Dictate started as a simple question: what if editing a document felt like talking to a smart assistant?
The core idea
Most AI writing tools work by generating text from a blank page. We wanted something different — a tool that helps you refine what you’ve already written, using your voice as the primary input.
The workflow is simple:
- You speak — the editor transcribes your voice continuously
- If you say a command (“make this shorter”, “add a paragraph about X”), the AI recognizes it
- The AI edits the relevant part of your document and shows you exactly what changed
Technical choices
We built Dictate on three main technologies:
Web Speech API — available in Chrome and Edge, handles continuous speech recognition without any external service. No audio is sent to our servers.
OpenRouter — a unified API for LLMs. We use it to route editing commands to the best available model. Currently defaulting to Gemini Flash for speed and cost.
Unified.js — the markdown parsing ecosystem. Documents are stored as a list of “entities” (paragraphs, headings, lists) which makes it easy to edit individual blocks without disrupting the rest.
The entity model
The key architectural insight was treating the document as a list of independent blocks rather than a single text string. Each block has an ID, a type (heading, paragraph, list), and content.
When the AI edits a block, it returns a new version of just that block. The rest of the document stays intact. This makes edits fast, predictable, and easy to undo.
What’s next
We’re working on:
- Multi-language voice support (already partially working)
- Better undo/redo with visual diff
- Export to more formats
Dictate is open to try — no account required, just bring an OpenRouter API key.

-------------------------

**PROBLEMS TO WORK ON**.
• a. Answer these questions about the Dictate page:
(i) In which browsers is the Web Speech API available?
(ii) Which model does Dictate currently use by default?
(iii) What three things does each block in a document have?
• b. List the main technologies that the Dictate page says the tool is built on.

-------------------------

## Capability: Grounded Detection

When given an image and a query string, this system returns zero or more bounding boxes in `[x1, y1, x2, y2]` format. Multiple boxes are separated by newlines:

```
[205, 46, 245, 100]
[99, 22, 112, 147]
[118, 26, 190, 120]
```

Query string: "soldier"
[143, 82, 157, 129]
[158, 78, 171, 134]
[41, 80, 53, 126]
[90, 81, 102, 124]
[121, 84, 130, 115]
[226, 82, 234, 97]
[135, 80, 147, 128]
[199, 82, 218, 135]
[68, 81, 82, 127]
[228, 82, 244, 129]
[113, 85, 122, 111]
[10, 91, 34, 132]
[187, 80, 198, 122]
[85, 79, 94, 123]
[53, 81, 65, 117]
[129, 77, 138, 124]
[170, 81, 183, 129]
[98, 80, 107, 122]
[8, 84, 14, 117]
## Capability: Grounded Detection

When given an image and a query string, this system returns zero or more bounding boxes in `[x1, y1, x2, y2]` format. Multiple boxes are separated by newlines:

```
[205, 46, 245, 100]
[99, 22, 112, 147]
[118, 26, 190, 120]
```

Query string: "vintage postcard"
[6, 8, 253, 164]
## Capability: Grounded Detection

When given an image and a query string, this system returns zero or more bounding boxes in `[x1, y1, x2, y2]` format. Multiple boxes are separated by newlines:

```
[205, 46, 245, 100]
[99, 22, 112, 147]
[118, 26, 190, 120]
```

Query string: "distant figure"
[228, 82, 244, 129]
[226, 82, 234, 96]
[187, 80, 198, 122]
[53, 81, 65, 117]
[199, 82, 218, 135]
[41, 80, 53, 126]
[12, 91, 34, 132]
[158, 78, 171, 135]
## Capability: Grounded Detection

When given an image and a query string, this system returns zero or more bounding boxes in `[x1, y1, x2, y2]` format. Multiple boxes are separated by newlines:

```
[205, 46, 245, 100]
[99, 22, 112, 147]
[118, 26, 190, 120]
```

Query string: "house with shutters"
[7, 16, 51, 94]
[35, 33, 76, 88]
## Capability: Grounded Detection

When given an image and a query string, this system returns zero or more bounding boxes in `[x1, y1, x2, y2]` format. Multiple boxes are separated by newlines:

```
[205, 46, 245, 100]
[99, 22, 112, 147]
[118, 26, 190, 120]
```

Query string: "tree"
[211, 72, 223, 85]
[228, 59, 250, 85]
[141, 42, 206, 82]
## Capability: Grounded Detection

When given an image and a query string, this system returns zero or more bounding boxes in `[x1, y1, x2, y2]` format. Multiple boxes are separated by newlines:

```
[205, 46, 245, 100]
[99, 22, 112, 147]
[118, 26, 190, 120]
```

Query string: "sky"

-------------------------

**SOLUTIONS BELOW**.
• a.
(i) Chrome and Edge
(ii) Gemini Flash
(iii) An ID, a type, and content

• b.
- Web Speech API
- OpenRouter
- Unified.js